What this task involves
Exactly the lines from the one with "Query: curved railway line" through the end of the material are to be output, both included, with no other text.

Records for the exercise
+ + + + +

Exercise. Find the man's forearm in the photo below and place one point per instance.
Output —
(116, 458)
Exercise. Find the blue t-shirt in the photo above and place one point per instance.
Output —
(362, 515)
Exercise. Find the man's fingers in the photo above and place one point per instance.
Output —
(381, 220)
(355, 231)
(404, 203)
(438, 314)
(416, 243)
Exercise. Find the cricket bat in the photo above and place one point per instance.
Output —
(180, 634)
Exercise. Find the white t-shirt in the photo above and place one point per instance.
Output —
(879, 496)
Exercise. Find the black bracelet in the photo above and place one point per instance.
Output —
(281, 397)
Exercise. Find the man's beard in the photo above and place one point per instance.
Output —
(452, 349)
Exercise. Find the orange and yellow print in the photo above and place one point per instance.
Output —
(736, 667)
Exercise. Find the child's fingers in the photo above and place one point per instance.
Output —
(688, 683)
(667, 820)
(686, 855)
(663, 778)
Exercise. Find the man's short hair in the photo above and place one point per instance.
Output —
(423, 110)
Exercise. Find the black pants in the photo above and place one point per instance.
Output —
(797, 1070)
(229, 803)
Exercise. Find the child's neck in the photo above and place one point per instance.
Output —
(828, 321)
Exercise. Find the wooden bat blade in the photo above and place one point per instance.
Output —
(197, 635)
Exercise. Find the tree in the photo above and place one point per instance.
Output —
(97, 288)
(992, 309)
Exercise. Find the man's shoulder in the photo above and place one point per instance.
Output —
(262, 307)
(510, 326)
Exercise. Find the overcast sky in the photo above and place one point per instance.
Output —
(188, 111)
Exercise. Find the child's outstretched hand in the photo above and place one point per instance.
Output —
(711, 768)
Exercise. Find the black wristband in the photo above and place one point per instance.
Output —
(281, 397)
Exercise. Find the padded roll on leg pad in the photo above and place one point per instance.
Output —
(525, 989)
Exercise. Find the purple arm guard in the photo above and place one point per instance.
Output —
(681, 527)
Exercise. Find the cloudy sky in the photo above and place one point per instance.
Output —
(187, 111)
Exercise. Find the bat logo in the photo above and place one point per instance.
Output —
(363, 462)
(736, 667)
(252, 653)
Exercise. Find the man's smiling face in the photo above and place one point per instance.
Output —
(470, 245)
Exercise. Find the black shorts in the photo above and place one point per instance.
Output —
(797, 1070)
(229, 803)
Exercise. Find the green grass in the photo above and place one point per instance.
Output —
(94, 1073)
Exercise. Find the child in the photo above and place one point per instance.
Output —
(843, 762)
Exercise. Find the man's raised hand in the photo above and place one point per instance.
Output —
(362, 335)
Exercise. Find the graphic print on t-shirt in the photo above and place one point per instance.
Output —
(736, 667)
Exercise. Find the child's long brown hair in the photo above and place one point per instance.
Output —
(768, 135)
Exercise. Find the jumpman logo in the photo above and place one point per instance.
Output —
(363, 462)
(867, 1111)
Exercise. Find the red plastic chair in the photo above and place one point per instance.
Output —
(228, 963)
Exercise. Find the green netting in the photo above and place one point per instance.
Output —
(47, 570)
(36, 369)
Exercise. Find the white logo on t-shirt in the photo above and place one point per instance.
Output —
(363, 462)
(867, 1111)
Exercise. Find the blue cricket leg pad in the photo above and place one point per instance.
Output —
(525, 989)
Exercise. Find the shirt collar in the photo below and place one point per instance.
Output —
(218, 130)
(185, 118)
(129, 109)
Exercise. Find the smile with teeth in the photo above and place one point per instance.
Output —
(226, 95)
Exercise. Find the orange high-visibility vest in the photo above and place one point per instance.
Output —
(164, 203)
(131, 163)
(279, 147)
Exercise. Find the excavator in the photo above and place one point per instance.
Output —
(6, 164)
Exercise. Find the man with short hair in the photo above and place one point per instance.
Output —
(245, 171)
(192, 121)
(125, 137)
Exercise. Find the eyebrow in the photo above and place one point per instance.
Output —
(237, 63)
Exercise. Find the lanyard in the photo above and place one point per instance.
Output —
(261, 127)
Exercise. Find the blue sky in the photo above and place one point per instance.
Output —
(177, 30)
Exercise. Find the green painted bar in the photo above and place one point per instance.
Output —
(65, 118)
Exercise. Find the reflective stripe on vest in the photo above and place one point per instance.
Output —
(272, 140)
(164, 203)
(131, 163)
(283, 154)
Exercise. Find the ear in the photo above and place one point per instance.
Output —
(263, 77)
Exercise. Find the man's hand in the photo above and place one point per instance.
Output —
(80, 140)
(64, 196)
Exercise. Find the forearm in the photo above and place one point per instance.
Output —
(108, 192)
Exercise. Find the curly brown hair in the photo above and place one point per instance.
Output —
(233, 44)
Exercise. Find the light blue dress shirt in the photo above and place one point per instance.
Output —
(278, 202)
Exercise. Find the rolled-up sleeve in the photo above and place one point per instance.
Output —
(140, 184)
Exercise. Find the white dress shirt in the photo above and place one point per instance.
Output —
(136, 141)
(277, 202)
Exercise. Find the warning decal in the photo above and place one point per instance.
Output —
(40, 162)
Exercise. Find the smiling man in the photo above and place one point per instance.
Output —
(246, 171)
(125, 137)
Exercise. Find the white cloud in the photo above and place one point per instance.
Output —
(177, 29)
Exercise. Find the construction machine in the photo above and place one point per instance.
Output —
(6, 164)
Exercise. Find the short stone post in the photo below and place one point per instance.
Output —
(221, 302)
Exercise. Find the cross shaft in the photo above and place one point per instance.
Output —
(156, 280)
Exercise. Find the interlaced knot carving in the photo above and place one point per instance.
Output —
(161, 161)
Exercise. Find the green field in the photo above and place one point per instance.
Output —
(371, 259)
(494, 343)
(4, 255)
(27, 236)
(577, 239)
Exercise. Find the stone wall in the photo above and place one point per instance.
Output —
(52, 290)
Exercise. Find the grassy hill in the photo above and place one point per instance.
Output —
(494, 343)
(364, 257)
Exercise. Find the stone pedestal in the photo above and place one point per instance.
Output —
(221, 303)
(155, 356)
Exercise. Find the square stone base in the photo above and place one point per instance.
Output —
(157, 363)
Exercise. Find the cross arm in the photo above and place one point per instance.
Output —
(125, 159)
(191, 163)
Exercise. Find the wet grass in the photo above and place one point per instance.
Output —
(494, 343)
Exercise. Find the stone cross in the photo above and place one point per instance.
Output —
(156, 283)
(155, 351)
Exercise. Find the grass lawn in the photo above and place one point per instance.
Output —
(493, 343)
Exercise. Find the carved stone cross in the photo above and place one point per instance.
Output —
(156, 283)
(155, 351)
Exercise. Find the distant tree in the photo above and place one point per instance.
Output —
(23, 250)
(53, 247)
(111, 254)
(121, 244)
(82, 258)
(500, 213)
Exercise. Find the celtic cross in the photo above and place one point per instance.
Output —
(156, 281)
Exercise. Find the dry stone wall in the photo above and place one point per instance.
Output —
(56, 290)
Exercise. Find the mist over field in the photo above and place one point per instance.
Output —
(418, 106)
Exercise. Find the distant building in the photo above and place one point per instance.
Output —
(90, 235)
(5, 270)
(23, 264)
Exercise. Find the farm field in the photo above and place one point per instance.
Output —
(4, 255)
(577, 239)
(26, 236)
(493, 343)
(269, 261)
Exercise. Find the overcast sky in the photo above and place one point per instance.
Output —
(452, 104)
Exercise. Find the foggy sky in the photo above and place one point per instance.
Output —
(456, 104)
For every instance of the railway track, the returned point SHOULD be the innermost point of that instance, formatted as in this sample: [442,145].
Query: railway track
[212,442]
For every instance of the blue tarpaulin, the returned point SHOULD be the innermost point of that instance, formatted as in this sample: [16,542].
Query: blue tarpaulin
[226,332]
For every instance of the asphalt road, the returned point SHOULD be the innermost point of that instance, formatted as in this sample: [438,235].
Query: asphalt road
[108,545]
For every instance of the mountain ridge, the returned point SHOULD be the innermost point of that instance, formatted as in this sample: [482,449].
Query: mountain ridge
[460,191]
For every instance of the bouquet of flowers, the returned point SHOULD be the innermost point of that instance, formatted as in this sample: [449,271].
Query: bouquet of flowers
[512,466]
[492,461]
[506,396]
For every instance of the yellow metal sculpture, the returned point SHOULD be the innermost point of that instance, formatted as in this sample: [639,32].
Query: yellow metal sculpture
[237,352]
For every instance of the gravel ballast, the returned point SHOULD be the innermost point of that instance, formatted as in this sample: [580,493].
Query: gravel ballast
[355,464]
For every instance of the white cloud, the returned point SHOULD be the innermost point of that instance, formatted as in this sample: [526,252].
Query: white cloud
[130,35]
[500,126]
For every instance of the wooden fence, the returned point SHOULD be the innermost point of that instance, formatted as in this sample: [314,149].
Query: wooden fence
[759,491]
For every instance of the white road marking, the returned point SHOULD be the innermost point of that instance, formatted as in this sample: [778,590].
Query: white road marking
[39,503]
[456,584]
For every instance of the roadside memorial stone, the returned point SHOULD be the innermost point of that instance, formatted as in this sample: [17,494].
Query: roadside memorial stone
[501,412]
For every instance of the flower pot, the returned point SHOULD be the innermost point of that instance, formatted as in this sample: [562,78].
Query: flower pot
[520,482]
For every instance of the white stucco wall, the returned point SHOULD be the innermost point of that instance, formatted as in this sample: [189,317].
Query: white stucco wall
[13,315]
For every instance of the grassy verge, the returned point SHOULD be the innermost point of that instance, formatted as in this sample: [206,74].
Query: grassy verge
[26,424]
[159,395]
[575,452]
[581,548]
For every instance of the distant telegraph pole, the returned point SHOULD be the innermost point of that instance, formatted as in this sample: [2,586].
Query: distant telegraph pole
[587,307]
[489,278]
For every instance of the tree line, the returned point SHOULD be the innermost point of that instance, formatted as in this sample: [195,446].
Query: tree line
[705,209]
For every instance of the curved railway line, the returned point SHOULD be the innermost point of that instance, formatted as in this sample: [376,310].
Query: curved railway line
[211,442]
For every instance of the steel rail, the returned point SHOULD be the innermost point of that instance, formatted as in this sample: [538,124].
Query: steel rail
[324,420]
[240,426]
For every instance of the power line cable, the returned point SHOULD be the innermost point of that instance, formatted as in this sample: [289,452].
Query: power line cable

+ + + + +

Answer below
Query: curved railway line
[211,442]
For every instance of the steel rail, the returned point SHOULD be the innermost point of that instance, formatted as in this sample: [538,124].
Query: steel rail
[324,420]
[240,426]
For every instance of the power line cable, the returned point SHOULD be the innermost point of that instance, formatted as in this sample: [289,452].
Query: power line cable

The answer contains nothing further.